» GIVEN RECORDS
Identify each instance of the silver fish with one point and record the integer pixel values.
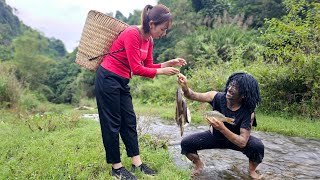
(218, 116)
(182, 111)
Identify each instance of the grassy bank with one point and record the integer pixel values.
(60, 145)
(69, 149)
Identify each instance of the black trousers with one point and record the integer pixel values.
(254, 149)
(116, 115)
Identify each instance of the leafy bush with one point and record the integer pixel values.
(10, 88)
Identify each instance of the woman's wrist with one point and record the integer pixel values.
(164, 64)
(159, 70)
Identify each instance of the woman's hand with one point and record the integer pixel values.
(169, 71)
(182, 81)
(178, 62)
(218, 125)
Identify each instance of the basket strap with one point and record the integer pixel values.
(109, 53)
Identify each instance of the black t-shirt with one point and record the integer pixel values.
(242, 116)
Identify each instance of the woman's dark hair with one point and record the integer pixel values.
(158, 14)
(248, 88)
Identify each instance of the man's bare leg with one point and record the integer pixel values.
(252, 170)
(195, 159)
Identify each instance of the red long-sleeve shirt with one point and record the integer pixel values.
(137, 55)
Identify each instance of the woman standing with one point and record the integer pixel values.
(113, 93)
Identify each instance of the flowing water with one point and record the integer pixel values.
(285, 157)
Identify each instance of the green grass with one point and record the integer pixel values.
(289, 126)
(72, 150)
(67, 147)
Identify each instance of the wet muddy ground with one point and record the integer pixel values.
(285, 157)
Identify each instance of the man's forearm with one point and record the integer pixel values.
(234, 138)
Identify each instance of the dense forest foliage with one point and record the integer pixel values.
(277, 41)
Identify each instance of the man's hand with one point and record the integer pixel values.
(218, 125)
(182, 81)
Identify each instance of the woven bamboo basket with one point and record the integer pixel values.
(98, 34)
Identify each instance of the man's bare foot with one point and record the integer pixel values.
(198, 164)
(198, 168)
(255, 175)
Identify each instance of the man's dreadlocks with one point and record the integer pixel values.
(248, 88)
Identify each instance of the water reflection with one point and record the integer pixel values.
(285, 157)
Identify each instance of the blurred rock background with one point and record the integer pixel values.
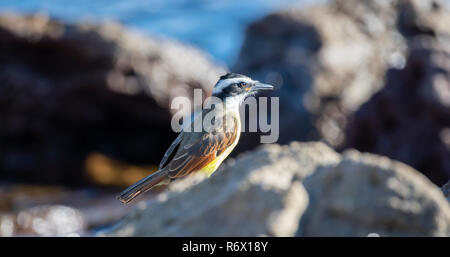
(85, 111)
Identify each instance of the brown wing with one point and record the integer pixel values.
(197, 149)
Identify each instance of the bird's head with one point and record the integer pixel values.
(236, 87)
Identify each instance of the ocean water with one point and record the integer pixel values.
(216, 26)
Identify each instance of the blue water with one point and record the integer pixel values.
(216, 26)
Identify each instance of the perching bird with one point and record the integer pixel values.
(205, 149)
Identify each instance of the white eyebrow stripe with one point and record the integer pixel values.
(224, 83)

» WHAT YOU WILL DO
Switch every "Identify" in the entries above to "Mark" and write all the entries out again with nothing else changed. Leave the pictures out.

» RESPONSE TO THIS EXERCISE
Mark each instance of the silver fish with one point and record the integer pixel values.
(218, 116)
(182, 111)
Mark each instance of the grassy bank with one point and record the integer pixel values.
(60, 145)
(69, 149)
Mark each instance of the black trousers with one point and record the integer pixel values.
(254, 149)
(116, 115)
Mark each instance of the leafy bush with one point and record the integer pixel values.
(10, 88)
Mark each instance of the woman's wrist with one point and record the integer pixel values.
(164, 64)
(159, 70)
Mark each instance of the woman's hand with one point and record the integer pixel values.
(169, 71)
(182, 81)
(178, 62)
(218, 125)
Mark each instance of the basket strap with one point and record the integer pixel values.
(109, 53)
Mark each instance of the black t-shirt with one point and record the integer pixel values.
(242, 116)
Mark each instance of the woman's dark hair with one point and record the integer pixel values.
(158, 14)
(248, 88)
Mark each instance of the man's bare leg with one point and record the integer pixel values.
(252, 170)
(195, 159)
Mark each instance of the red long-sleeve shirt with one point and record the integer pixel values.
(137, 55)
Mark each instance of the woman standing with one point and record the integer pixel values.
(113, 93)
Mark each instance of the flowing water with one point and record the integer pixel values.
(285, 157)
Mark each instance of the green grass with one point and record the integer pixel values.
(289, 126)
(72, 150)
(67, 147)
Mark each instance of the wet muddy ground with one point and record the integer pixel values.
(285, 157)
Mark each instance of the man's forearm with one point and record the integer pixel values.
(234, 138)
Mark each instance of the dense forest foliage with one point and record the integer pixel values.
(277, 41)
Mark each instance of the man's hand with one point and record the integer pixel values.
(218, 125)
(182, 81)
Mark each instance of the woven bamboo basket with one point and record the integer pixel values.
(98, 34)
Mark each instance of the man's bare foot with one point and record the integer pixel values.
(198, 164)
(198, 168)
(255, 175)
Mark each instance of the man's dreadlocks with one point and record the integer pixel values.
(248, 88)
Mark each instance of the water reflection with one point and record the integer pixel values.
(285, 157)
Mark each instance of the blurred rock background with one point and record the integer pixel values.
(85, 111)
Mark each instance of the brown wing with one point and record the integer pixel values.
(197, 149)
Mark each instance of the bird's head with one point and record the integer pixel values.
(236, 87)
Mark each instance of the ocean water with one point and record the integer pixel values.
(216, 26)
Mark each instance of the blue water with one point and record the integer pixel values.
(216, 26)
Mark each instance of the perching bird with one point and record the integer pixel values.
(205, 149)
Mark each instance of the white eyebrow stripe with one point and record the integer pixel values.
(224, 83)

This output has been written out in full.